▸ **Text block**
· · · ·
A RADICAL IDEA: STOP BUDGETING!

Some commercial companies have become sufficiently frustrated with the annual budgeting process that they have abandoned creating an annual budget. An international research and membership collaborative called the Beyond Budgeting Round Table (BBRT)1 advocates that rather than attempt to tightly control managers' spending on a line-by-line basis, it is better to step back and question what the purposes of budgeting are. Their conclusion is that organizations would be better off moving away from long-term financial projections at a detailed level and replacing this form of monitoring by empowering managers with more freedom to make local spending decisions, including hiring employees.

BBRT believes in removing second-guess approvals from higher-level managers and granting managers more decision rights. BBRT views fiscal year-end budget figures as if they are a fixed contract that managers will strive for rather than react to changes not assumed when the budget was created. In place of budget spending variance controls, BBRT advocates a shift in reporting emphasis and also accountability with consequences on outcomes – performance reporting with KPIs and their targets – not on the inputs. BBRT believes that secondary purposes for budgeting, such as cash flow projections for the treasury function, can be attained with modeling techniques performed by business analysts.

Regardless of how an organization approaches its own reforms to budgeting, VBM provides confidence in the numbers, which improves trust among managers. What today will accelerate the adoption of reforms to the budgeting process and a VBM culture – senior management's attitude and willpower or the information technology that can realize the vision described here? This book's authors would choose both.

PREDICTIVE ACCOUNTING AND BUDGETING WITH MARGINAL EXPENSE ANALYSIS2

Managers are increasingly shifting from reacting to after-the-fact outcomes to anticipating the future with predictive analysis. They are proactively making adjustments with better decisions. Despite some advances in the application of new costing techniques, are management accountants adequately satisfying the need for better cost planning information? Or is the gap widening?

There is a widening gap between what management accountants provide and report and what managers and employee teams want and need. This does not mean that information produced by management accountants is of little value. In the last few decades, accountants have made significant strides in improving the utility and accuracy of the historical costs they calculate and report as described in prior chapters of this book. The gap is caused by a shift in managers' needs, from needing to know what things cost (such as a cost of a service or task) and what happened to a need for reliable information about what their future costs will be and why.

Despite the accountants advancing a step to catch up with the increasing needs of managers for insights and cost information to make better decisions, the managers have advanced beyond their accountants. The accountants need to catch up. The rest of this chapter will help us understand this widening gap, and more importantly how accountants can narrow and ideally close the gap.

WHAT IS THE PURPOSE OF MANAGEMENT ACCOUNTING?
· · · ·
▸ **Given request a**
Duplicate the rows verbatim from their first line up to and including the line with "0;191;600;211", and omit the pictures from your answer.
The rows that follow are unrelated to the budgeting text.
· · · ·
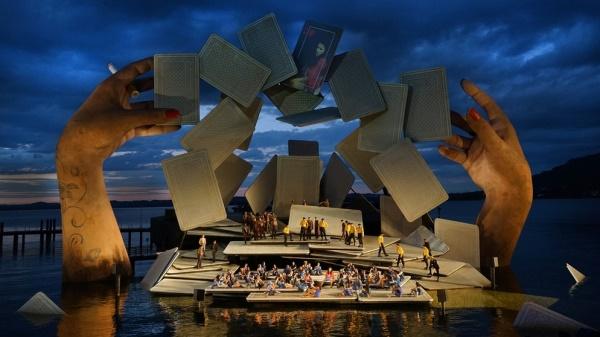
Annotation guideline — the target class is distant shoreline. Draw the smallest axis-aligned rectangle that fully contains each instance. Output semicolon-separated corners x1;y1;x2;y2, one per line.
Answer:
0;191;600;211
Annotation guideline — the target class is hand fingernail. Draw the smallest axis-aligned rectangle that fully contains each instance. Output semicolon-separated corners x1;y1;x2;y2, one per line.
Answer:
165;109;181;119
467;108;481;121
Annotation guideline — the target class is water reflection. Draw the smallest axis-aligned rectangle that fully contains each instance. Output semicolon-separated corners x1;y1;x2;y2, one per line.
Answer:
57;282;127;337
148;297;500;336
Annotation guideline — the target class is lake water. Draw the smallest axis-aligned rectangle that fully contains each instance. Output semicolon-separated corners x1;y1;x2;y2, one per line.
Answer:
0;199;600;336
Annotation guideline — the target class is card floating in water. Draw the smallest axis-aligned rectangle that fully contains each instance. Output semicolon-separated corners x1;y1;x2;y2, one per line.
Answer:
140;247;179;290
567;263;585;283
17;291;65;316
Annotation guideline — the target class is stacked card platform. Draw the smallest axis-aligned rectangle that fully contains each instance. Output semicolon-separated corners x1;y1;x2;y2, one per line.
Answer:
154;13;479;276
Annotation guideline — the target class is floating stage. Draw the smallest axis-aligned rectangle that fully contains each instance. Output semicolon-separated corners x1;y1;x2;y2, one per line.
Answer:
246;280;433;305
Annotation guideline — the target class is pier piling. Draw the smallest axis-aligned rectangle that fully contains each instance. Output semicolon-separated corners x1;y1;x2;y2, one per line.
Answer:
0;222;4;256
13;234;19;255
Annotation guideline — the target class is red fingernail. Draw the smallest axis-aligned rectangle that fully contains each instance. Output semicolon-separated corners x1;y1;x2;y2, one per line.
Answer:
165;109;181;119
467;108;481;121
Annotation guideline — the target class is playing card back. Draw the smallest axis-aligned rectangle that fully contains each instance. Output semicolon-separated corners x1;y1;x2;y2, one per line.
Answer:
358;84;408;152
154;54;200;125
327;49;386;122
400;68;452;142
335;129;383;193
371;140;448;221
238;13;298;90
181;98;254;168
161;151;227;231
277;107;340;127
198;34;271;107
265;85;323;116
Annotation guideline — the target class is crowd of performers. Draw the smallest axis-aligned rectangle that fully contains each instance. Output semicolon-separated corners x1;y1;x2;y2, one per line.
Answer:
211;261;423;297
340;220;364;247
242;212;279;243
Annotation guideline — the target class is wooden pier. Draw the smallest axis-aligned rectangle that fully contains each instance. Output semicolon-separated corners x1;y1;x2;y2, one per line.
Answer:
0;218;156;271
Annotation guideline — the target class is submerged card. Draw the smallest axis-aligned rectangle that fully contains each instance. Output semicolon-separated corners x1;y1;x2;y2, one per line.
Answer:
161;151;227;231
277;107;340;126
371;140;448;221
154;54;200;124
238;13;298;90
327;49;386;122
198;34;271;107
400;68;452;142
293;21;342;95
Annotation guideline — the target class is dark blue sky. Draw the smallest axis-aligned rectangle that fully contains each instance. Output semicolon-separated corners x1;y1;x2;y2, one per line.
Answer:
0;1;600;203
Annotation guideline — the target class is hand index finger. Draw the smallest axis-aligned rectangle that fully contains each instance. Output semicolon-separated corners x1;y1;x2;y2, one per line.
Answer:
114;56;154;84
460;79;506;119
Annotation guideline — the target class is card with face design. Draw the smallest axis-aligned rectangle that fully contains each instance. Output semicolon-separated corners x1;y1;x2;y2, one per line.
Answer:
292;21;342;95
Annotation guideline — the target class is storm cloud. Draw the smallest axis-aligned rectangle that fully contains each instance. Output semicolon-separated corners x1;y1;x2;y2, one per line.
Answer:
0;1;600;203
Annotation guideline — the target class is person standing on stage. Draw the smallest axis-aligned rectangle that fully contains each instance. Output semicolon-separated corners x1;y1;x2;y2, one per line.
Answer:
283;224;292;246
356;224;363;247
423;241;431;270
377;233;388;257
196;235;206;268
396;242;404;268
212;240;219;263
319;218;329;240
300;217;308;241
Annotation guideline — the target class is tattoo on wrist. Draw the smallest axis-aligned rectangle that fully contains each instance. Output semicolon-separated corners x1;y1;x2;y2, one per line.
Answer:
63;206;86;228
71;233;83;248
83;248;101;262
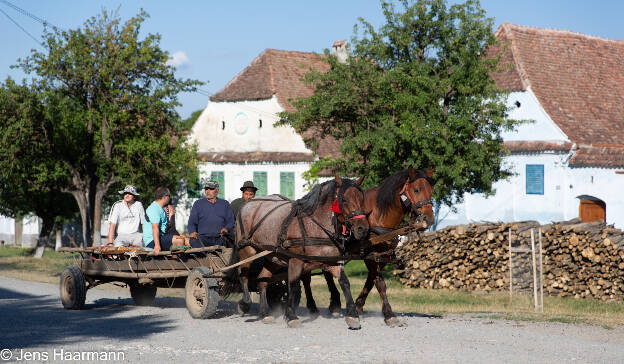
· · · ·
▸ **Given request b**
According to the budgeting text, how does BBRT say secondary purposes for budgeting, such as cash flow projections for the treasury function, can be attained?

▸ **Task response a**
Annotation guideline — the target class is distant shoreline. Draw the smallest axis-aligned rectangle that fully contains each instance. Output semicolon-separated corners x1;y1;x2;y2, one per line.
Answer:
0;191;600;211

▸ **Task response b**
With modeling techniques performed by business analysts.